Beginning at the line that contains "For each instance of the city", return every remaining line of the data below exactly; return nothing before it.

☆ ☆ ☆ ☆

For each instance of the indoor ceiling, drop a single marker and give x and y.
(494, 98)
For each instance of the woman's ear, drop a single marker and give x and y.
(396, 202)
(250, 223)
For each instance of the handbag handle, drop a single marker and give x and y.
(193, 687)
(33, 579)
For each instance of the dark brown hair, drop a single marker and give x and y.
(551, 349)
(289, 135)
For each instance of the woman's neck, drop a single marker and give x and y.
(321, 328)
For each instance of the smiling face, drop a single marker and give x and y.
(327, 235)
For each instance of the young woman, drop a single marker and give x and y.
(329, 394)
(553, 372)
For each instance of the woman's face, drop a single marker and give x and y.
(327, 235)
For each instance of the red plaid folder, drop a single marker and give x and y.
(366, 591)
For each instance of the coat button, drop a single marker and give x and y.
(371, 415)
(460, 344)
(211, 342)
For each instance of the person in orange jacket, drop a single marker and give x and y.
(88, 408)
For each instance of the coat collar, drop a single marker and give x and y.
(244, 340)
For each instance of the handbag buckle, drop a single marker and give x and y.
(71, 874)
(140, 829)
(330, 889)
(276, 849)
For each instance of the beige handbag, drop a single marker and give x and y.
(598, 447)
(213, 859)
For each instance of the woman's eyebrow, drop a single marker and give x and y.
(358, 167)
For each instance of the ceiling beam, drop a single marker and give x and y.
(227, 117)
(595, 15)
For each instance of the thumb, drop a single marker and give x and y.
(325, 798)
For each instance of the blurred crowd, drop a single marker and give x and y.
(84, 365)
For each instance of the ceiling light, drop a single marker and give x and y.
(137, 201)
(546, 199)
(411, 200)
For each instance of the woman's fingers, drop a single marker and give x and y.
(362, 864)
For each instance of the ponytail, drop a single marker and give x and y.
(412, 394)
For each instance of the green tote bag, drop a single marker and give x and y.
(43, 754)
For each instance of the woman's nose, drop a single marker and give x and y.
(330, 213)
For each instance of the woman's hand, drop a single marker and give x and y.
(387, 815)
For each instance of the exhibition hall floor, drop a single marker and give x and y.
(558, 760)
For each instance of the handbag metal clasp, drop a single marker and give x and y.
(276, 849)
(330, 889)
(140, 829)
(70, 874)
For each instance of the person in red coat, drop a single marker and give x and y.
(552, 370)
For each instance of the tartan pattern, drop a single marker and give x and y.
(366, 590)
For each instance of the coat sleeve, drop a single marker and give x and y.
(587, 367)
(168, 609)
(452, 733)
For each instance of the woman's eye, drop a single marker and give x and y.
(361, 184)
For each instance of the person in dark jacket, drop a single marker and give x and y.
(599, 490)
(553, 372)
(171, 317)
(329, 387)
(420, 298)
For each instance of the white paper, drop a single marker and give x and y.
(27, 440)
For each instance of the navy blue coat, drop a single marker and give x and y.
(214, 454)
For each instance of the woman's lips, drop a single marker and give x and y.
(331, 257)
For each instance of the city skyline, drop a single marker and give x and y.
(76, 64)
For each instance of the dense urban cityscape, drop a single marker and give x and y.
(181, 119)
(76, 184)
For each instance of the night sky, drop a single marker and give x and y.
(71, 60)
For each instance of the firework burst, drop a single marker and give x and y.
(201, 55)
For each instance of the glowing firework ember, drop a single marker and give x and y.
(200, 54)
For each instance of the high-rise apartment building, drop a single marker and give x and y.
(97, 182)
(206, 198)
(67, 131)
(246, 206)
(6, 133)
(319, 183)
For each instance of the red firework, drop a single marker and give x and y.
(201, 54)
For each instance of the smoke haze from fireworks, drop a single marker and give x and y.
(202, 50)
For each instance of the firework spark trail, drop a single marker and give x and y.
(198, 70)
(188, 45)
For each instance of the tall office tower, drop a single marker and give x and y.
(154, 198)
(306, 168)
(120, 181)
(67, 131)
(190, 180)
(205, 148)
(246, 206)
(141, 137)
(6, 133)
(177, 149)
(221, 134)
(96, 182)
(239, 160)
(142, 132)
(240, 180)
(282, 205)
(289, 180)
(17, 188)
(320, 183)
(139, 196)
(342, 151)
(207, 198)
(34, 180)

☆ ☆ ☆ ☆

Written solution
For each instance of the city skyline, drop a single marker and give x and y.
(76, 64)
For each instance of the dense urban cityscape, drop a single marker and give x and y.
(181, 119)
(76, 184)
For each instance of the night sky, drop a single marker and give x and y.
(71, 60)
For each instance of the firework burst, drop a single marker and give x and y.
(201, 55)
For each instance of the glowing firework ember, drop a single marker and give x and y.
(200, 54)
For each instance of the high-rise apartment building, drop a single marker and give x and y.
(97, 182)
(206, 198)
(67, 131)
(246, 206)
(6, 133)
(319, 183)
For each instance of the red firework, drop a single marker and give x and y.
(201, 54)
For each instance of the smoke haze from fireworks, drop a single marker and give x and y.
(202, 50)
For each instance of the firework spark trail, drop a single marker and give x and y.
(198, 70)
(188, 45)
For each instance of the tall office tower, drop a single marker and give x and y.
(154, 198)
(306, 168)
(120, 181)
(67, 131)
(190, 180)
(205, 148)
(246, 206)
(141, 137)
(6, 133)
(177, 149)
(221, 134)
(96, 182)
(239, 160)
(142, 132)
(240, 180)
(282, 205)
(289, 180)
(17, 188)
(320, 183)
(139, 196)
(342, 151)
(207, 198)
(34, 180)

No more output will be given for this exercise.